Copy every record verbatim but exclude the pictures.
++++++++
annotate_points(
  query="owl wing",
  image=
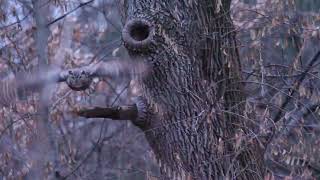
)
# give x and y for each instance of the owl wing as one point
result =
(13, 88)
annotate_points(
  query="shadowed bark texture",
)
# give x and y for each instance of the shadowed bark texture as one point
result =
(192, 93)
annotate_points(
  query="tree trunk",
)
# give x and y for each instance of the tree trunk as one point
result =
(192, 103)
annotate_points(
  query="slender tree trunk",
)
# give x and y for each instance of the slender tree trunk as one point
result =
(192, 101)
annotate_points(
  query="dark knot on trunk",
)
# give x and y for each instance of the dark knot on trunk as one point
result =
(137, 35)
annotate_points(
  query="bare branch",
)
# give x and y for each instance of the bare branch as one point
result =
(129, 112)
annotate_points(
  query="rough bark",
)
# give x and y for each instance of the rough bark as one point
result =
(192, 92)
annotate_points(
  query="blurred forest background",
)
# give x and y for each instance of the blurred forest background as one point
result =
(277, 40)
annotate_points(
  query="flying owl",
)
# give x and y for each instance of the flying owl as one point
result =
(77, 79)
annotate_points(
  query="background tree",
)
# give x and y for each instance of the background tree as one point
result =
(198, 106)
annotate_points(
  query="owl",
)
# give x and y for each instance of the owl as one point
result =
(78, 79)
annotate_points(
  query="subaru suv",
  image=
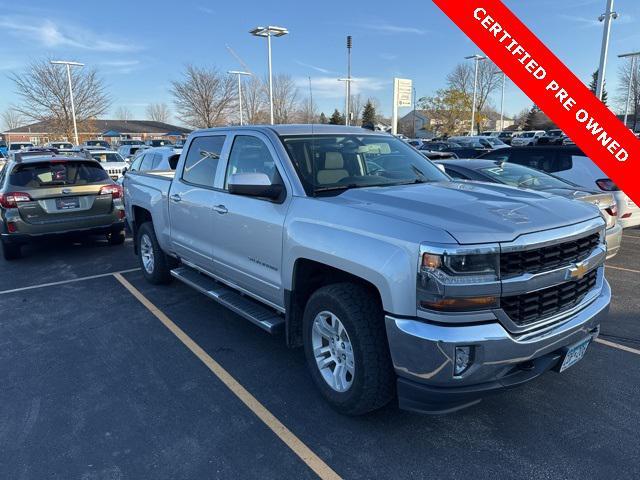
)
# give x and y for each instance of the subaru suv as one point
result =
(44, 194)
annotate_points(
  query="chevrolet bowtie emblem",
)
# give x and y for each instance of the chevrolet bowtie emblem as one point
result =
(579, 270)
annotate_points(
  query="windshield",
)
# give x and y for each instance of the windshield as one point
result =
(327, 163)
(107, 157)
(520, 176)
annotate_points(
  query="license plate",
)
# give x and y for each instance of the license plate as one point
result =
(575, 354)
(67, 203)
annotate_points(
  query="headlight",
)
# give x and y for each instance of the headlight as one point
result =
(459, 279)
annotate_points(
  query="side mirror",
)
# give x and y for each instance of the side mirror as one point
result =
(255, 185)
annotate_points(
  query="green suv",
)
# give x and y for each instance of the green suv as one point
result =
(44, 194)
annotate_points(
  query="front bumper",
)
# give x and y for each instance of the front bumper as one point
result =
(423, 356)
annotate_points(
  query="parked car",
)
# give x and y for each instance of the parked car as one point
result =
(15, 146)
(496, 171)
(129, 151)
(111, 161)
(527, 138)
(60, 145)
(47, 194)
(158, 142)
(391, 276)
(468, 151)
(130, 142)
(96, 143)
(479, 141)
(569, 163)
(552, 137)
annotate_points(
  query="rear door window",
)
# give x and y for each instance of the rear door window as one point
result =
(202, 160)
(49, 174)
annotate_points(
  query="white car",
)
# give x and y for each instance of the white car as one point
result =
(527, 138)
(111, 161)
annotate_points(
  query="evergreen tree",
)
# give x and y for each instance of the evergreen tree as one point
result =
(336, 118)
(593, 86)
(369, 113)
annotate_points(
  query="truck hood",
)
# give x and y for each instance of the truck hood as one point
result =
(470, 213)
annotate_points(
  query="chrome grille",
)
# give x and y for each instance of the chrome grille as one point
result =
(532, 307)
(547, 258)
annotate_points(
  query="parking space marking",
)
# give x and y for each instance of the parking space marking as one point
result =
(618, 346)
(62, 282)
(623, 269)
(314, 462)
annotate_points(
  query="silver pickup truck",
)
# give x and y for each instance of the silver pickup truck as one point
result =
(396, 280)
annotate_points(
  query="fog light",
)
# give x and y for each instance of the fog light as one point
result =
(463, 360)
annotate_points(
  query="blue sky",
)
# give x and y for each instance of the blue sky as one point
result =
(140, 46)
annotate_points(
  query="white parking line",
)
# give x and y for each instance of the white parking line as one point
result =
(313, 461)
(618, 346)
(623, 269)
(62, 282)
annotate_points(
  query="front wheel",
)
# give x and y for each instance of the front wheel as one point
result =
(154, 262)
(346, 348)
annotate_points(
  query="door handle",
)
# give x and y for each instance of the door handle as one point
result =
(221, 209)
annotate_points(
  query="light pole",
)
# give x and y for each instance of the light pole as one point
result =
(269, 32)
(477, 58)
(632, 78)
(504, 81)
(239, 74)
(606, 17)
(73, 107)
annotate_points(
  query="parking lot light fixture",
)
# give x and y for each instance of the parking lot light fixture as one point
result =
(477, 59)
(268, 32)
(632, 78)
(73, 107)
(239, 74)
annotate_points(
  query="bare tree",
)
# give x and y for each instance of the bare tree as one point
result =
(44, 94)
(123, 113)
(461, 79)
(253, 101)
(158, 112)
(11, 119)
(627, 76)
(203, 97)
(285, 94)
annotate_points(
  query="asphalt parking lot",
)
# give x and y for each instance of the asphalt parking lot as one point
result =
(95, 386)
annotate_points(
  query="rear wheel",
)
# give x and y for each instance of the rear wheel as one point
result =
(154, 262)
(11, 252)
(346, 348)
(116, 237)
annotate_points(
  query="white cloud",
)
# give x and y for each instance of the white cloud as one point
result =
(314, 67)
(53, 34)
(393, 29)
(331, 88)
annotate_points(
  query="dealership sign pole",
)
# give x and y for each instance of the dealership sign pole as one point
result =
(552, 86)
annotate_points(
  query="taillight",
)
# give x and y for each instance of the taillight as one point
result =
(607, 185)
(114, 190)
(11, 199)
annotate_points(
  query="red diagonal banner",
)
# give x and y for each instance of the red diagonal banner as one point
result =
(552, 86)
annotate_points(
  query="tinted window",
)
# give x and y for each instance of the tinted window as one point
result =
(538, 159)
(47, 174)
(202, 160)
(250, 155)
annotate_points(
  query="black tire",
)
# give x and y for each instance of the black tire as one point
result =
(11, 252)
(116, 237)
(159, 273)
(360, 312)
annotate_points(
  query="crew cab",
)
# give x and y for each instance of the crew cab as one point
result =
(395, 280)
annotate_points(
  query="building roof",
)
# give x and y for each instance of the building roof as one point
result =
(100, 125)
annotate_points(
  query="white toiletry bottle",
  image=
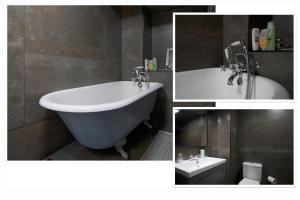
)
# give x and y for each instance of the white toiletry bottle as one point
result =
(255, 39)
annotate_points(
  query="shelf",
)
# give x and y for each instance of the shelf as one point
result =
(287, 51)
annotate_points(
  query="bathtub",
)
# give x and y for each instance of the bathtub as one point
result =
(101, 116)
(211, 83)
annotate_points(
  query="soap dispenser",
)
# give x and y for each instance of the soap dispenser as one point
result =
(202, 154)
(271, 36)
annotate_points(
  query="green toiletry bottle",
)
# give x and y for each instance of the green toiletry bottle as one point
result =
(271, 36)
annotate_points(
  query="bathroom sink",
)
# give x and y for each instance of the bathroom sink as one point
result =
(190, 168)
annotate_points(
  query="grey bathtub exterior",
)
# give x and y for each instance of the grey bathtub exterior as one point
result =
(99, 130)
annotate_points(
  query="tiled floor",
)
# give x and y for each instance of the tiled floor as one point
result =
(137, 143)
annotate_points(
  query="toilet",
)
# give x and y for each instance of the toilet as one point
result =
(251, 173)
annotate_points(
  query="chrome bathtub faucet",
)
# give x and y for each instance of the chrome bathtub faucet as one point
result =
(239, 66)
(140, 75)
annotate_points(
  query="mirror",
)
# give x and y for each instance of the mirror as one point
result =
++++++++
■ **Exercise answer**
annotate_points(
  query="owl wing",
  image=
)
# give x and y for each instance of the owl wing as one point
result =
(13, 88)
annotate_points(
  query="shadowed bark texture",
)
# give x and y for each instance of the shadowed bark texture as one point
result =
(192, 93)
annotate_points(
  query="tree trunk",
)
# give x and y for each instance of the tree trunk as one point
result =
(192, 103)
annotate_points(
  query="slender tree trunk",
)
# give x and y for each instance of the slender tree trunk as one point
result =
(192, 101)
annotate_points(
  query="dark knot on trunk",
)
# give x and y for each instance of the dark knot on trunk as one point
result =
(137, 35)
annotate_points(
  query="bare branch",
)
# give x and y for each instance of the bare branch as one point
result =
(129, 112)
annotate_points(
  query="rough bark",
)
# give x and y for each instance of the rough bark as one point
result =
(192, 92)
annotate_points(
  query="blurred forest background",
)
# give x and y for each instance of the blurred forest background as one point
result =
(277, 40)
annotate_points(
  query="flying owl",
)
# give x and y for each instance of the flying owl as one point
result =
(77, 79)
annotate_points(
  query="background tree",
)
# give x and y for each instance of the background tree as one point
result =
(198, 106)
annotate_points(
  query="owl",
)
# give x and y for each instance of the owl as one point
result =
(78, 79)
annotate_points(
  query="subaru suv",
  image=
)
# give x and y for each instance of the subaru suv as one point
result =
(44, 194)
annotate_points(
  query="chevrolet bowtie emblem",
)
# give x and y for each instance of the chevrolet bowtie emblem as one point
result =
(579, 270)
annotate_points(
  query="windshield",
)
# give x and y for each instance of the windshield as one point
result =
(327, 163)
(107, 157)
(520, 176)
annotate_points(
  query="license plate",
)
# give x and y for each instance of the license plate as one point
result =
(575, 354)
(67, 203)
annotate_points(
  query="headlight",
)
# give x and y for each instance of the headlight as one point
result =
(459, 279)
annotate_points(
  query="side mirror",
)
# give x and y for each instance of the side mirror as one point
result =
(255, 185)
annotate_points(
  query="green suv",
)
# give x and y for each instance of the green suv as one point
result =
(44, 194)
annotate_points(
  query="front bumper",
)
# give x and y for each instance of the front bumper as one point
result =
(423, 356)
annotate_points(
  query="parked car",
)
# give x and y for each instance of the parked car as one point
result =
(15, 146)
(496, 171)
(129, 151)
(111, 161)
(527, 138)
(60, 145)
(47, 194)
(158, 142)
(391, 276)
(468, 151)
(130, 142)
(96, 143)
(479, 141)
(569, 163)
(552, 137)
annotate_points(
  query="rear door window",
)
# give x and y for each instance of the rear door window as one point
result =
(202, 160)
(49, 174)
annotate_points(
  query="white car",
)
# give x and y for each instance of the white car as one point
result =
(527, 138)
(111, 161)
annotate_points(
  query="evergreen tree",
)
# give x and y for each instance of the evergreen tree as one point
result =
(336, 118)
(593, 86)
(369, 113)
annotate_points(
  query="truck hood",
)
# give x and y for each instance of the truck hood as one point
result =
(470, 213)
annotate_points(
  query="chrome grille",
)
# give x and y for each instance of the chrome grille as one point
result =
(532, 307)
(547, 258)
annotate_points(
  query="parking space marking",
)
# give x and y for each instance of the parking space marking as one point
result =
(618, 346)
(62, 282)
(623, 269)
(314, 462)
annotate_points(
  query="silver pickup truck",
)
# give x and y for each instance of the silver pickup truck as one point
result =
(396, 280)
annotate_points(
  query="fog light",
)
# give x and y for each instance of the fog light as one point
result =
(463, 360)
annotate_points(
  query="blue sky",
)
# give x and y for each instance of the blue sky as one point
result =
(140, 46)
annotate_points(
  query="white parking line",
)
# give x and y for each instance of the white parking line as one point
result =
(313, 461)
(618, 346)
(623, 269)
(62, 282)
annotate_points(
  query="front wheel",
)
# give x and y for each instance of the front wheel as one point
result =
(154, 262)
(346, 348)
annotate_points(
  query="door handle",
)
# give x and y for each instance of the door handle as one point
result =
(221, 209)
annotate_points(
  query="light pole",
)
# give x and y for each instance of the light pole as one point
result =
(269, 32)
(477, 58)
(632, 78)
(504, 81)
(239, 74)
(606, 17)
(73, 107)
annotate_points(
  query="parking lot light fixture",
)
# give x and y for each instance of the parking lot light fixture as one point
result =
(477, 59)
(268, 32)
(632, 78)
(73, 107)
(239, 74)
annotate_points(
  query="bare tree",
)
# give x and y for each instance of the bare tree as one point
result =
(44, 94)
(123, 113)
(461, 79)
(253, 101)
(158, 112)
(11, 119)
(627, 76)
(203, 97)
(285, 94)
annotate_points(
  query="asphalt parking lot",
)
# give x and y for each instance of the asphalt parking lot as one point
result =
(95, 386)
annotate_points(
  query="rear wheel",
)
# give x and y for each instance of the rear wheel as one point
result =
(154, 262)
(11, 252)
(346, 348)
(116, 237)
annotate_points(
  query="white cloud",
)
# give x and y for each instance of the white cloud as one point
result =
(314, 67)
(53, 34)
(393, 29)
(331, 88)
annotate_points(
  query="dealership sign pole",
)
# give x and y for each instance of the dealership sign pole as one point
result =
(552, 86)
annotate_points(
  query="taillight",
)
# give x and y for each instance of the taillight as one point
result =
(607, 185)
(114, 190)
(11, 199)
annotate_points(
  query="red diagonal banner",
)
# give x and y for each instance of the red diagonal banner as one point
result =
(552, 86)
annotate_points(
  query="tinted window",
)
# give x and y for each instance of the tinted window as one point
result =
(538, 159)
(47, 174)
(202, 160)
(250, 155)
annotate_points(
  query="black tire",
)
# give x and y for each instance of the black tire as one point
result =
(11, 252)
(116, 237)
(159, 273)
(360, 312)
annotate_points(
  query="crew cab",
)
# give x and y for each instance of the crew cab as one point
result =
(395, 280)
annotate_points(
  query="building roof",
)
# give x and y for each instance of the building roof as one point
result =
(100, 125)
annotate_points(
  query="white toiletry bottle",
  image=
)
# give x and y for each instance of the white toiletry bottle as one point
result =
(255, 39)
annotate_points(
  query="shelf",
)
# give x and y for each instance of the shelf as one point
result =
(287, 51)
annotate_points(
  query="bathtub",
)
# give x and y for each instance of the bathtub as one point
result =
(101, 116)
(211, 83)
annotate_points(
  query="soap dispenser",
)
# give x and y for each instance of the soap dispenser as one point
result =
(202, 154)
(271, 36)
annotate_points(
  query="green toiletry bottle",
)
# give x and y for each instance of the green toiletry bottle as one point
result =
(271, 36)
annotate_points(
  query="bathroom sink",
)
# give x and y for each instance of the bathroom sink as one point
result =
(190, 168)
annotate_points(
  query="grey bathtub exterior",
)
# give x and y for each instance of the grey bathtub exterior as one point
result =
(99, 130)
annotate_points(
  query="tiled floor",
)
# give x and y for each instance of the tiled floor as one point
result =
(137, 143)
annotate_points(
  query="toilet",
)
# give x and y for each instance of the toilet as one point
result =
(251, 173)
annotate_points(
  query="chrome bathtub faucet",
)
# give x and y for each instance of the chrome bathtub faucet as one point
result =
(239, 66)
(140, 75)
annotate_points(
  query="mirror",
)
# give x and y for each instance of the mirror as one point
result =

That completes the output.